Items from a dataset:
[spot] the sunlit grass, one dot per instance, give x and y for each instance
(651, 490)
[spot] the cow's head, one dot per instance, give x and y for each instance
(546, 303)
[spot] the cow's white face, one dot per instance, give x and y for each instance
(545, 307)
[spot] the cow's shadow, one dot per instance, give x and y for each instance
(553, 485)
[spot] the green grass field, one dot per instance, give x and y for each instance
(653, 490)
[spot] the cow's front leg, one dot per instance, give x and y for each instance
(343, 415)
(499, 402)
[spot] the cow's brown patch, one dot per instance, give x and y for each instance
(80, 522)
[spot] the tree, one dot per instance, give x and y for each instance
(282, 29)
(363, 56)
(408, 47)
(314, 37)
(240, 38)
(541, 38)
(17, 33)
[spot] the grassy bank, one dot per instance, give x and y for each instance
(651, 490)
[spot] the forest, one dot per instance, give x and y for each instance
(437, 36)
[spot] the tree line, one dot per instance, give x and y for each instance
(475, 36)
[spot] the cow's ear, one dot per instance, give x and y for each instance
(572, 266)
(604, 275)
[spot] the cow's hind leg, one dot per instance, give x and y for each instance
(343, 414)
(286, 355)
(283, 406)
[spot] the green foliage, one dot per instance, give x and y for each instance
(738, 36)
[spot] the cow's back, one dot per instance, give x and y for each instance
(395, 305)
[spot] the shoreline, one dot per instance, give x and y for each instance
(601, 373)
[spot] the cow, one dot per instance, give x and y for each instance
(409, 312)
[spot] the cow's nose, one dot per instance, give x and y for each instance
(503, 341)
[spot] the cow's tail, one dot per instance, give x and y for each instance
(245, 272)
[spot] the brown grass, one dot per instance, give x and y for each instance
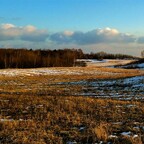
(34, 110)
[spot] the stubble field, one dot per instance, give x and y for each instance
(91, 104)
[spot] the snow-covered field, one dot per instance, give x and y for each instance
(105, 63)
(122, 88)
(125, 89)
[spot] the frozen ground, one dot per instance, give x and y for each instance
(126, 88)
(106, 62)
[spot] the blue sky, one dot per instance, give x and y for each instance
(114, 26)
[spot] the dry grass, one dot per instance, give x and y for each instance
(49, 119)
(35, 110)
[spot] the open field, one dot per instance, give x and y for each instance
(93, 104)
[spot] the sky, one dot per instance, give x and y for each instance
(112, 26)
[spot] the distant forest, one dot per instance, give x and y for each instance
(24, 58)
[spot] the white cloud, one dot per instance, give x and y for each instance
(106, 35)
(27, 33)
(7, 26)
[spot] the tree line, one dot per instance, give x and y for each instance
(24, 58)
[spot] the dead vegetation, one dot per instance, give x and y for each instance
(39, 109)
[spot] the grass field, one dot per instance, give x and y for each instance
(91, 104)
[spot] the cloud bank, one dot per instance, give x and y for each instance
(29, 33)
(26, 33)
(106, 35)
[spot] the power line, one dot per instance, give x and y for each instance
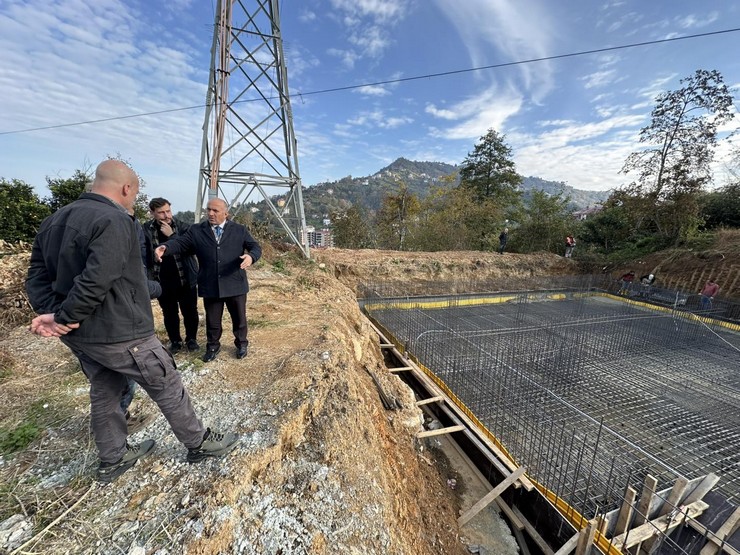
(393, 81)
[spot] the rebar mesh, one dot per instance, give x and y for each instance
(590, 392)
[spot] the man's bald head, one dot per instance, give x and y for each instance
(217, 210)
(117, 181)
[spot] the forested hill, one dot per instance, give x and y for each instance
(323, 199)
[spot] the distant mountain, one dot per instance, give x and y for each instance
(325, 198)
(579, 199)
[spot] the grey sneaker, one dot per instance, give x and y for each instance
(214, 445)
(107, 472)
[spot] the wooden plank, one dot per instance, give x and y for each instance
(674, 498)
(490, 496)
(709, 481)
(440, 431)
(725, 531)
(570, 545)
(586, 539)
(539, 540)
(521, 541)
(437, 399)
(664, 524)
(625, 512)
(646, 498)
(672, 501)
(515, 522)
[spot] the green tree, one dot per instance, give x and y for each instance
(22, 210)
(351, 229)
(612, 227)
(64, 191)
(722, 207)
(674, 166)
(490, 173)
(545, 223)
(186, 216)
(396, 216)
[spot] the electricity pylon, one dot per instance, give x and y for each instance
(249, 147)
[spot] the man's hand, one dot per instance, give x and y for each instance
(45, 326)
(159, 252)
(166, 229)
(246, 261)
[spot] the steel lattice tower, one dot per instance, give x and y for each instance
(248, 138)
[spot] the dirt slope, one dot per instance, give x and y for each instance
(322, 467)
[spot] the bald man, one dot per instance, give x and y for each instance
(85, 281)
(224, 249)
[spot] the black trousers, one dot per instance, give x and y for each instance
(173, 300)
(237, 307)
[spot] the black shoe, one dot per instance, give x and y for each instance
(214, 445)
(211, 354)
(107, 472)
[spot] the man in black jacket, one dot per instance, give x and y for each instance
(224, 250)
(86, 281)
(177, 274)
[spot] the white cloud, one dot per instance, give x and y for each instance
(373, 90)
(347, 57)
(694, 21)
(381, 10)
(378, 118)
(600, 78)
(511, 31)
(476, 114)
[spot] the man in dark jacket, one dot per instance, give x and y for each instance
(224, 250)
(86, 281)
(177, 274)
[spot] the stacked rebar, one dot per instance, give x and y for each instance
(589, 391)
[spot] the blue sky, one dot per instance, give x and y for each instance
(573, 119)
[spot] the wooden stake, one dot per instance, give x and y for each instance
(661, 525)
(440, 431)
(725, 531)
(437, 399)
(625, 513)
(646, 498)
(490, 496)
(586, 539)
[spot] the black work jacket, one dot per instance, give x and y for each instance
(86, 268)
(219, 275)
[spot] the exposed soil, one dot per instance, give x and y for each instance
(322, 466)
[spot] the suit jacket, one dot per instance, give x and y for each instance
(219, 275)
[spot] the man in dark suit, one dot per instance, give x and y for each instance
(224, 250)
(177, 274)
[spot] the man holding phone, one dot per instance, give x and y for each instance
(178, 276)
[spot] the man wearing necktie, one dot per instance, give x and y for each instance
(224, 250)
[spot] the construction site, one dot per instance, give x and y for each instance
(622, 408)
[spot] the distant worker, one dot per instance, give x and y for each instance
(570, 244)
(647, 282)
(178, 276)
(708, 293)
(626, 282)
(502, 240)
(224, 249)
(86, 281)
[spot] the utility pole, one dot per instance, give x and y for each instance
(249, 148)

WHAT TO DO:
Look above for the line containing "[spot] the exposed"; copy from it through the last line, exactly, and nothing more.

EXERCISE OUTPUT:
[spot] the exposed soil, one dot per instance, give x and y for each instance
(322, 466)
[spot] the suit jacket, one dot per instance, give x and y for each instance
(219, 275)
[spot] the man in dark suit, one dot per instance, give x and y for each instance
(224, 250)
(177, 274)
[spot] the man holding phone, one dot per instance, give x and y for each instance
(178, 276)
[spot] the man wearing necktie, one dot per instance, give x and y for each instance
(224, 250)
[spot] the construction site, one dot per instance, give x and y for each instance
(622, 408)
[spot] the distant worker, one dot per instance, give x and y for each instance
(570, 244)
(647, 282)
(178, 276)
(708, 293)
(626, 282)
(502, 240)
(224, 249)
(86, 281)
[spot] the utility pole, one dot per instance, give x and y for each instance
(249, 148)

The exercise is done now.